Return every line of the data below that contains the string "coords". Letter case counts.

Items for region labeling
***
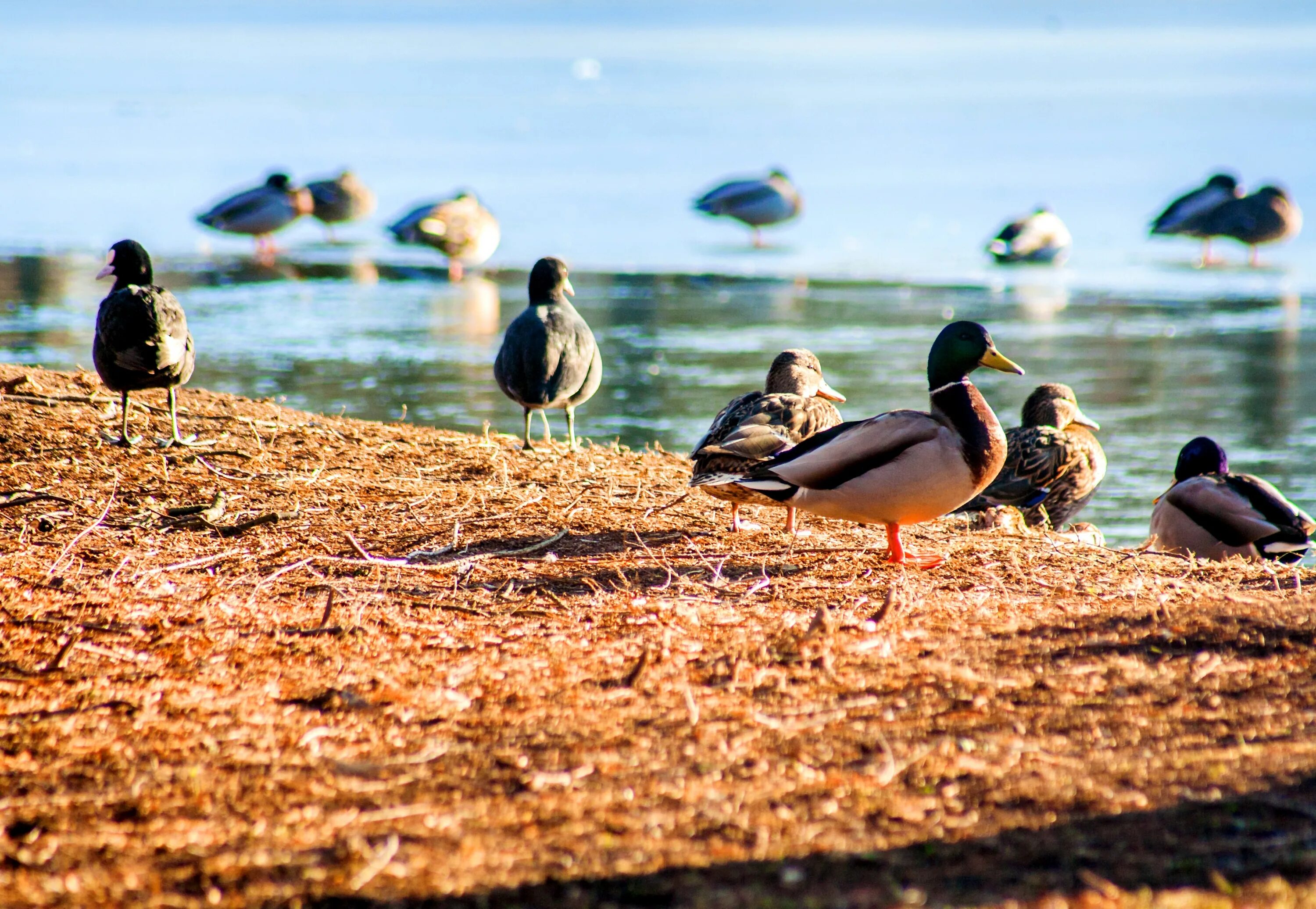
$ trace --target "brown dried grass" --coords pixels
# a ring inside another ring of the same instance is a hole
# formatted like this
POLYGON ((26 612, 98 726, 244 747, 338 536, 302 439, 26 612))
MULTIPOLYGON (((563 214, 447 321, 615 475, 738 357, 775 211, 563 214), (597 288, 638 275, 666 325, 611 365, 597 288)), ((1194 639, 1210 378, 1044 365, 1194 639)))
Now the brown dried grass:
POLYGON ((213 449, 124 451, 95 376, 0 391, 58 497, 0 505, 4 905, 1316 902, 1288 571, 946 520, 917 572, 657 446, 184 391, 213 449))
***
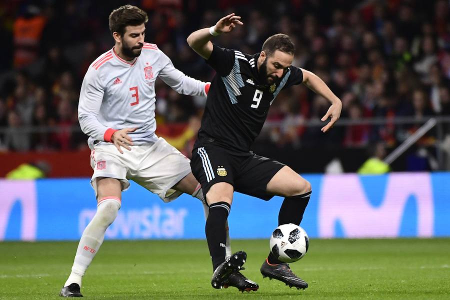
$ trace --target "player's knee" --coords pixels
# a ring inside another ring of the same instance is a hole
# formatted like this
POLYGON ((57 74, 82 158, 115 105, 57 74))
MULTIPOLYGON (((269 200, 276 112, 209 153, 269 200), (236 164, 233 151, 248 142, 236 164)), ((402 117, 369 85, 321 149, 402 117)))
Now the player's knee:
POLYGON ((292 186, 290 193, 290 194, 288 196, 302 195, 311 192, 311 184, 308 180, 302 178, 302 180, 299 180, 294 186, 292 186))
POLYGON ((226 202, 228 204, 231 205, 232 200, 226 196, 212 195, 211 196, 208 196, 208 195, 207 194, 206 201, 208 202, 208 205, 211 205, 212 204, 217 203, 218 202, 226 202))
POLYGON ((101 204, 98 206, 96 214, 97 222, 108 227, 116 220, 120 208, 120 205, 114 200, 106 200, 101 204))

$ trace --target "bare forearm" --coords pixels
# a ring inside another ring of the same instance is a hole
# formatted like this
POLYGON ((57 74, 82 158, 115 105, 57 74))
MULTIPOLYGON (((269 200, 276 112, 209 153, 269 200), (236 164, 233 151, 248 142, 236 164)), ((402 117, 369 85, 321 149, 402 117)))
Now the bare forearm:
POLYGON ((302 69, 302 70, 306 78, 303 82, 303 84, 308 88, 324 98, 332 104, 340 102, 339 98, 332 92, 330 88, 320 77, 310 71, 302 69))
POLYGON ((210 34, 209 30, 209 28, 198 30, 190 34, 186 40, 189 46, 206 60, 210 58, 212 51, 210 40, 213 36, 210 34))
***
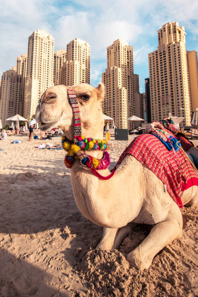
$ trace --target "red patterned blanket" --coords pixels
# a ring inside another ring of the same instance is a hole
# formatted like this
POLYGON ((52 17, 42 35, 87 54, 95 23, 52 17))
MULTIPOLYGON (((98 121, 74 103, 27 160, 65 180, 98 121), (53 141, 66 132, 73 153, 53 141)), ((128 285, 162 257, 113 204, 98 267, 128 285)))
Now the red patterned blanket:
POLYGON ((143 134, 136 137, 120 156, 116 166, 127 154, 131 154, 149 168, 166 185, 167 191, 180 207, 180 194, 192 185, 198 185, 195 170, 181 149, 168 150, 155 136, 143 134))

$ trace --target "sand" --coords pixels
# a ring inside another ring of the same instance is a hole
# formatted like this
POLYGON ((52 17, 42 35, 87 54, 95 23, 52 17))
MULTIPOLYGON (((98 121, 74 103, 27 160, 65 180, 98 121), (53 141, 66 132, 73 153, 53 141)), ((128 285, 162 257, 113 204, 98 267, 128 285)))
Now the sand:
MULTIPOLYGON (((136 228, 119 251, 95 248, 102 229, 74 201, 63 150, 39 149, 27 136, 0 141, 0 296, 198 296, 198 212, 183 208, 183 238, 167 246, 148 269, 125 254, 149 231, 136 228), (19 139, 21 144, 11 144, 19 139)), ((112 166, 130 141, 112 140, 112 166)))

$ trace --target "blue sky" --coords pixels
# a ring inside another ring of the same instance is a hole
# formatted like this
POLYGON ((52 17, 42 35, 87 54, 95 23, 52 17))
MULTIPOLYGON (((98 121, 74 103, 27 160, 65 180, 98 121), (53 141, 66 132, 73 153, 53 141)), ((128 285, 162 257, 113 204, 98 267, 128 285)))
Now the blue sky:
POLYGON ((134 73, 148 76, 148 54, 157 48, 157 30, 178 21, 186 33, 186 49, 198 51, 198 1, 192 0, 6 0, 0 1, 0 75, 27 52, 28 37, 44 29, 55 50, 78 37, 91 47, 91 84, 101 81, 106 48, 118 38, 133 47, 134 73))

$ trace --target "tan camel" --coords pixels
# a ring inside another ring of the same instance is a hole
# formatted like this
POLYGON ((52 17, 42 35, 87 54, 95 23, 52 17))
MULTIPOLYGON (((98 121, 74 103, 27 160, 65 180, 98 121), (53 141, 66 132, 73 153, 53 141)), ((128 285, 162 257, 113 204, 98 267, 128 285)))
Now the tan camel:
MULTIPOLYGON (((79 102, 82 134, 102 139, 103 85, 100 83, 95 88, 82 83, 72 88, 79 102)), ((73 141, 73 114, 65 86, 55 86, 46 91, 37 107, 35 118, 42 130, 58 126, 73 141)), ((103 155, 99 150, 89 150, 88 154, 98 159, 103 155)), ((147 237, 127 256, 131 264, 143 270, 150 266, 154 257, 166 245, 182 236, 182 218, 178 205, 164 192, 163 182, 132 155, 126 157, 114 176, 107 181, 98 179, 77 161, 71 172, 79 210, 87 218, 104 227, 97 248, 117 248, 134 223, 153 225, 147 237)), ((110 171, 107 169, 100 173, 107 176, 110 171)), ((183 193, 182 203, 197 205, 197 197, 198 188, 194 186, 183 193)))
***
WORKED ANSWER:
$ trace --target "brown dried grass" --coords pixels
$ trace --target "player's knee" --coords pixels
$ trace --target "bare forearm" --coords pixels
$ trace --target "red patterned blanket" --coords pixels
$ trace --target "sand" --coords pixels
$ trace --target "blue sky" --coords pixels
$ trace --target "tan camel" --coords pixels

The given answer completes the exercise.